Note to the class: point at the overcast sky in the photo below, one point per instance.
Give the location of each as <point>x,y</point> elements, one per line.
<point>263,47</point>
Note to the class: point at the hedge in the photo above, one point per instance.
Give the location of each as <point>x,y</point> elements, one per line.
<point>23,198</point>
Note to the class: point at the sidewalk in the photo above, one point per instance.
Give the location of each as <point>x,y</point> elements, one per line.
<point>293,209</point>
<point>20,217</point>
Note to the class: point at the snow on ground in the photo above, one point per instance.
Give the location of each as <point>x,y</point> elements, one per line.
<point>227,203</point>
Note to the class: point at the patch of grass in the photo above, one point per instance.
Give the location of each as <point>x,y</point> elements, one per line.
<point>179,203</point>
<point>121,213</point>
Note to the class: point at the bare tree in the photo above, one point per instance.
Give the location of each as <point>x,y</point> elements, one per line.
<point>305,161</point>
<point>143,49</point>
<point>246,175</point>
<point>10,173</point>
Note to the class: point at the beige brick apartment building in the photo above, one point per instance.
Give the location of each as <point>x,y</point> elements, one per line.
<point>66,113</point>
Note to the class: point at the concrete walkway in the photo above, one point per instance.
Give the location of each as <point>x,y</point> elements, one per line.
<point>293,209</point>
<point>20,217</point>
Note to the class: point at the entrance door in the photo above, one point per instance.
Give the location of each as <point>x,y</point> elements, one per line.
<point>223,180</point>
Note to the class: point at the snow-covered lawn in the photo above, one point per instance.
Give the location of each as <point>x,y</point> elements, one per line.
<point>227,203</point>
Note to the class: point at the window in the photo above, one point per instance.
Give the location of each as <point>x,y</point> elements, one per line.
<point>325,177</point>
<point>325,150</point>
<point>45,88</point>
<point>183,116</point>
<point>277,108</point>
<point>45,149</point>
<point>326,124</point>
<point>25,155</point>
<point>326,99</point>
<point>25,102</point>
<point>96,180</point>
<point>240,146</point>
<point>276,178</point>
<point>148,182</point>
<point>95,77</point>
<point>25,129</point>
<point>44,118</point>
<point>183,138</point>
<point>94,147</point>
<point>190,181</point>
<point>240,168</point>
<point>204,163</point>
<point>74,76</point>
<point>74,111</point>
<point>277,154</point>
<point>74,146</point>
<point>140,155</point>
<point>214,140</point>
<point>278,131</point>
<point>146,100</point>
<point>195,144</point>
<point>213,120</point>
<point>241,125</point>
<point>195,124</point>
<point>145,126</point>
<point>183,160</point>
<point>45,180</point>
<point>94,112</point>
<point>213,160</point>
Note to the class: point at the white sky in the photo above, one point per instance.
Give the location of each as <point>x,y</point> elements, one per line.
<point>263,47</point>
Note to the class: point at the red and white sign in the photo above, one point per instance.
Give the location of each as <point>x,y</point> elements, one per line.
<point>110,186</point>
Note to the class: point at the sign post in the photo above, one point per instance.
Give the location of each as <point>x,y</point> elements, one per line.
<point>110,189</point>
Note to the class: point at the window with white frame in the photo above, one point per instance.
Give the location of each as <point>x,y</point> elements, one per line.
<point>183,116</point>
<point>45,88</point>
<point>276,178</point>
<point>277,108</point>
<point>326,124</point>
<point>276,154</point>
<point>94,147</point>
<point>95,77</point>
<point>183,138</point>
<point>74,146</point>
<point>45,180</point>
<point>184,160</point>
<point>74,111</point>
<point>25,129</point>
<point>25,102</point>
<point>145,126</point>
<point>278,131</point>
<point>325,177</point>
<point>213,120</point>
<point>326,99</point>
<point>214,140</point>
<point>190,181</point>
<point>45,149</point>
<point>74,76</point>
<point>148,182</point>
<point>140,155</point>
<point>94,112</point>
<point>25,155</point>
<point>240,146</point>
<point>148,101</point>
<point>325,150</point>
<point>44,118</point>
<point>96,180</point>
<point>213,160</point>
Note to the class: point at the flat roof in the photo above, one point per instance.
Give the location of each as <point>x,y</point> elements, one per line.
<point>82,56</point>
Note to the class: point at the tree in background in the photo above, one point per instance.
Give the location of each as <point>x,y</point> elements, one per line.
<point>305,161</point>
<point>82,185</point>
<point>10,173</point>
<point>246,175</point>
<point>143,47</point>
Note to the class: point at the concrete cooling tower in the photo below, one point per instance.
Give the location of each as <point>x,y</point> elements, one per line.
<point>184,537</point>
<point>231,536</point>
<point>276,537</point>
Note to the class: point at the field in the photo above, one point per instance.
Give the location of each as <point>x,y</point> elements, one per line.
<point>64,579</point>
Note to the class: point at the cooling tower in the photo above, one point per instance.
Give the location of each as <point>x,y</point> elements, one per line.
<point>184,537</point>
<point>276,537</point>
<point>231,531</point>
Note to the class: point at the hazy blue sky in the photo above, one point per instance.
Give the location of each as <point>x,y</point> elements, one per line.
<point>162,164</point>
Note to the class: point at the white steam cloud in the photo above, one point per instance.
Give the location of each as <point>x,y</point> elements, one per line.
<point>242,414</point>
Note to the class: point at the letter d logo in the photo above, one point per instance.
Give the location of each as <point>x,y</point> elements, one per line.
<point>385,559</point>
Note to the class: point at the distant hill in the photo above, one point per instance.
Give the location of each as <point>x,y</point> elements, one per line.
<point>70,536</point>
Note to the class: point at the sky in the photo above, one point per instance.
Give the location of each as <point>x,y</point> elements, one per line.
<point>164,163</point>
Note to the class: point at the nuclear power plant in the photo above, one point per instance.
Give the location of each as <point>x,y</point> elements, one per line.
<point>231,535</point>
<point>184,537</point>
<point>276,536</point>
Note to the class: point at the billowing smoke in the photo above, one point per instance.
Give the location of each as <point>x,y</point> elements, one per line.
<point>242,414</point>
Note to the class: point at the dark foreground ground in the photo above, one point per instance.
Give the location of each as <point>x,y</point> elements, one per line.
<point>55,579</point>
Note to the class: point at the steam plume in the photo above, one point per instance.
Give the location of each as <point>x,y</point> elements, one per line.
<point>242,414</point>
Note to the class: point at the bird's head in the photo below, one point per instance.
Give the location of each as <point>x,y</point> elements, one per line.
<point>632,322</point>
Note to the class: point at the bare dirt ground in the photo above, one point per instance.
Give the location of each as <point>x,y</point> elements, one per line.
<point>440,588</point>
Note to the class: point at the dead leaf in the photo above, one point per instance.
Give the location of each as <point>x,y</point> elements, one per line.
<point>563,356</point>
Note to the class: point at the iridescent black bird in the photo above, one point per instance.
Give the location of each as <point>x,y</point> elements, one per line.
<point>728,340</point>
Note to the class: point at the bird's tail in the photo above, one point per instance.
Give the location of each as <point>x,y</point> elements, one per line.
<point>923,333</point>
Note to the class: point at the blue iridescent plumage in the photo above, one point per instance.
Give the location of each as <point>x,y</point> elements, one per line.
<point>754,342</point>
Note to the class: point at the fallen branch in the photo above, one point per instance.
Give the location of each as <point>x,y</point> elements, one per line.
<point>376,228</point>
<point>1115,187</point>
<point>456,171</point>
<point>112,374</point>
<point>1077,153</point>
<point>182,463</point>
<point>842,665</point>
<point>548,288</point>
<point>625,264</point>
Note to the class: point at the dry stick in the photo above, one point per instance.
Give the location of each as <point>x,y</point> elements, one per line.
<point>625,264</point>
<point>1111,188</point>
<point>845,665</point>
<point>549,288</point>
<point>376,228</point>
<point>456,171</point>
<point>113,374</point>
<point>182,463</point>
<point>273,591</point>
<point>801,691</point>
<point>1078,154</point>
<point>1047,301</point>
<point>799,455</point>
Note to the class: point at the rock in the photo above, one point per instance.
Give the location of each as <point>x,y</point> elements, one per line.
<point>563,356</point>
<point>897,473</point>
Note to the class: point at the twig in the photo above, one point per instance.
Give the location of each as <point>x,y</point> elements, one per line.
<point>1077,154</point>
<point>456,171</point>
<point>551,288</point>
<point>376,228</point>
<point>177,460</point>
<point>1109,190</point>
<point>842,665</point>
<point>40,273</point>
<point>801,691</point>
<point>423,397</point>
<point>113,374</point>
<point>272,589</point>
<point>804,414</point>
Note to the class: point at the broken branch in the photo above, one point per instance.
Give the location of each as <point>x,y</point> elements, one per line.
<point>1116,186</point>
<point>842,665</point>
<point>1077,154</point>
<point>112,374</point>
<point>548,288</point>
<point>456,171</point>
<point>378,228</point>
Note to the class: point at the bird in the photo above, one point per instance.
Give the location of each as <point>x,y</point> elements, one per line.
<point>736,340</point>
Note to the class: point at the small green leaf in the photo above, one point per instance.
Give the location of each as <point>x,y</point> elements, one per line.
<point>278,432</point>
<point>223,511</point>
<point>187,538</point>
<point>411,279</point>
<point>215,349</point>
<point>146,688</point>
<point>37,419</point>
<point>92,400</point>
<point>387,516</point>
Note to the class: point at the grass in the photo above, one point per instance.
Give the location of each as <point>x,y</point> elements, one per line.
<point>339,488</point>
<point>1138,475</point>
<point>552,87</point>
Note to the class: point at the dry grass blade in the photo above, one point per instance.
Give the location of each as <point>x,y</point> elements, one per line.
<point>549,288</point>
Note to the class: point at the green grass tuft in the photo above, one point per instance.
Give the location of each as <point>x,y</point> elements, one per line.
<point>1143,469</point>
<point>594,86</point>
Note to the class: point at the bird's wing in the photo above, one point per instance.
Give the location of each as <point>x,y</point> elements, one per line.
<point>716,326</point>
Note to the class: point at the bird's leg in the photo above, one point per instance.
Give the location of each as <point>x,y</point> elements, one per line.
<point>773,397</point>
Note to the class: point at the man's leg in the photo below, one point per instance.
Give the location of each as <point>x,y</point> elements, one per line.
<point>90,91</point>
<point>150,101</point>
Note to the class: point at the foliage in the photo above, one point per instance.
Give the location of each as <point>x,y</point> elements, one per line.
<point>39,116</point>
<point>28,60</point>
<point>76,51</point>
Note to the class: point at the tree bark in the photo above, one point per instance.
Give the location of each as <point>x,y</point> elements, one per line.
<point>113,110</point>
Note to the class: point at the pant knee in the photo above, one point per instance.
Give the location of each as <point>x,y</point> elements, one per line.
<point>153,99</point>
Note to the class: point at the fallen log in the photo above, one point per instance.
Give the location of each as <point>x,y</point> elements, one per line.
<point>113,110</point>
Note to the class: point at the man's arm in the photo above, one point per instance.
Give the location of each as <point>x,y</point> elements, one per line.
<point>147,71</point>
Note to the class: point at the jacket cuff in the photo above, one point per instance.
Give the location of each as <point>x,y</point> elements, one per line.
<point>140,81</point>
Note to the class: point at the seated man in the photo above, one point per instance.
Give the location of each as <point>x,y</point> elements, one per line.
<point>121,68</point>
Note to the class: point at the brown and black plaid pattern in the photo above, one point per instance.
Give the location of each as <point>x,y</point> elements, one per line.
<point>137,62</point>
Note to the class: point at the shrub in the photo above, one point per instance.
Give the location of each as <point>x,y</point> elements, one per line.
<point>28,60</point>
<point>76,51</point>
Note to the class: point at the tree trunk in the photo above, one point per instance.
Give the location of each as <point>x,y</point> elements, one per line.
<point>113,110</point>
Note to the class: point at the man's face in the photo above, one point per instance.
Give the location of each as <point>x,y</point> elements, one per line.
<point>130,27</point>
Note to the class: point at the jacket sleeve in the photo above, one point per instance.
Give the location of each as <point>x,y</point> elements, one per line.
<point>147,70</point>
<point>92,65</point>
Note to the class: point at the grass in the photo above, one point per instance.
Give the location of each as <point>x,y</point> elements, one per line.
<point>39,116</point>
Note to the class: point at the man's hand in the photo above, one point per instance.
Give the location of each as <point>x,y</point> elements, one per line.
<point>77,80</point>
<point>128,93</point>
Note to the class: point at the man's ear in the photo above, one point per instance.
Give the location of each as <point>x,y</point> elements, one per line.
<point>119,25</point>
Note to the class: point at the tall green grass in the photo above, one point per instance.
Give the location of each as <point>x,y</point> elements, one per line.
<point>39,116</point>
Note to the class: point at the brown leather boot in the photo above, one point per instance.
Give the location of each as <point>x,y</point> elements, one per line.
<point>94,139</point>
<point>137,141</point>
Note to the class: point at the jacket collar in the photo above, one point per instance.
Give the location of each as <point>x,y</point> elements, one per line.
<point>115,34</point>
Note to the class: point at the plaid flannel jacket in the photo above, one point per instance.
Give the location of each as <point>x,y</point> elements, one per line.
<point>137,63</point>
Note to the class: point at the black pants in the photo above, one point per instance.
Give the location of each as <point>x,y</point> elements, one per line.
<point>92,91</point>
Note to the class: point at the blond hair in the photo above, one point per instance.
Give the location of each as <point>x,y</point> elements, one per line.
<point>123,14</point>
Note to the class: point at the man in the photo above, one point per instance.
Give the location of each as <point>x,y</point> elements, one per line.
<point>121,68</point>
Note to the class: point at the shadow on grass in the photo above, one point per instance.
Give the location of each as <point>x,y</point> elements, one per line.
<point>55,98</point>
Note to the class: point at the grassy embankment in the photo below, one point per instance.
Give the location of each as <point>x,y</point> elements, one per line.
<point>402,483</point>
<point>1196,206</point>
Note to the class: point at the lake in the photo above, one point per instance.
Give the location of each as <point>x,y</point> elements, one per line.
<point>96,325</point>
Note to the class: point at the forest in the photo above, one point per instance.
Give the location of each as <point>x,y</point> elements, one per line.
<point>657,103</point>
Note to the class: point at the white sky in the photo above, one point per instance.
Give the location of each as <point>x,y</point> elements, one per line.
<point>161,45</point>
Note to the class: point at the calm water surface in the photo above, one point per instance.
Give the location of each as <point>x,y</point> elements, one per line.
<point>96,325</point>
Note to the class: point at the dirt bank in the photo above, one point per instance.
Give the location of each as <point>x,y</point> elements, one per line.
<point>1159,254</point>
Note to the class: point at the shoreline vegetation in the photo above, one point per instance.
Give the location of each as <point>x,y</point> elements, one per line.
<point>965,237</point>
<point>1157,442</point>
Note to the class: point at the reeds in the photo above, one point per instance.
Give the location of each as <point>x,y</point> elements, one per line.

• Goal
Only the lines from the one that contains "Note to the class: point at the calm" through the last line should be repeated, each exactly as it stands, with both ends included.

• Full output
Note to the class: point at the calm water surface in the photo above, one point per instance.
Give the location of each as <point>x,y</point> elements, one per line.
<point>96,325</point>
Note to the class: point at the dirt bank in the photo above, one point per instance.
Give the location of each as <point>x,y</point> elements, one per line.
<point>1159,254</point>
Note to the class: point at the shoreline vegetation in the photo above, one point per instance.
Give the location of each as <point>x,y</point> elements, one per line.
<point>965,237</point>
<point>1157,442</point>
Note to the class: point at the reeds in the photo above, one point per instance.
Give the location of each as <point>x,y</point> elements, one per line.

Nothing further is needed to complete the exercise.